IMHO, it's a passing trend, just like CDs and iPods. And don't get me wrong,
as subscriptions are somewhat convenient, problem is they are convenient for
personal usage and listening to music is often a group activity, with sharing
without barriers and taking things offline being the norm.

Do you know why YouTube is so popular for listening to music? It's because of
things like [http://www.youtube-mp3.org/](http://www.youtube-mp3.org/)

------
rawe
Situation in Germany: \- GEMA causes video blocking on youtube \- there is the
GEMA-Vermutung (it is assumed that if you play music in public, it is from a
GEMA member and you have to pay a fee or prove that the music was from non-
GEMA-members) \- there is a Pauschalabgabe fee for storage media (and devices)

= = = =

* Directions for this task:
Answer these questions from the music subscriptions thread:
(a) What does the first post say makes subscriptions a poor fit for listening to music?
(b) Under the GEMA-Vermutung, what is assumed about music played in public?
(c) What is the Pauschalabgabe fee charged on?

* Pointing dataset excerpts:

= = = =

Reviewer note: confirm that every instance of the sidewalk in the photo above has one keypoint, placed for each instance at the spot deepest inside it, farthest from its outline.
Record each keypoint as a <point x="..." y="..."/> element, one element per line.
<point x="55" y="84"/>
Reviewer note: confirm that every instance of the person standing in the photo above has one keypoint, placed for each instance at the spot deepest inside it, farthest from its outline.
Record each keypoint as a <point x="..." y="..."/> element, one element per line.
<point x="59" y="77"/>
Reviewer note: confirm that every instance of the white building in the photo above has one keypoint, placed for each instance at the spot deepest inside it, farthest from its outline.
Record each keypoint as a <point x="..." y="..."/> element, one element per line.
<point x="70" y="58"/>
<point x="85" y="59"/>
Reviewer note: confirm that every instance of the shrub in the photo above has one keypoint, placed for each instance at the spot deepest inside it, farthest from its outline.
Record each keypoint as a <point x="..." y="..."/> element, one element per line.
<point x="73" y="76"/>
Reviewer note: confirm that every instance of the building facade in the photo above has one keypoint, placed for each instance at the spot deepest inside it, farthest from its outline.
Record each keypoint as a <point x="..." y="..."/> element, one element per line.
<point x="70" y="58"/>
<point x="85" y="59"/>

= = = =

* Answer to this task:
(a) Subscriptions are convenient for personal use, but listening to music is often a group activity, where sharing without barriers and taking things offline are the norm.
(b) It is assumed to come from a GEMA member, so you have to pay a fee or prove that the music came from non-GEMA members.
(c) Storage media (and devices).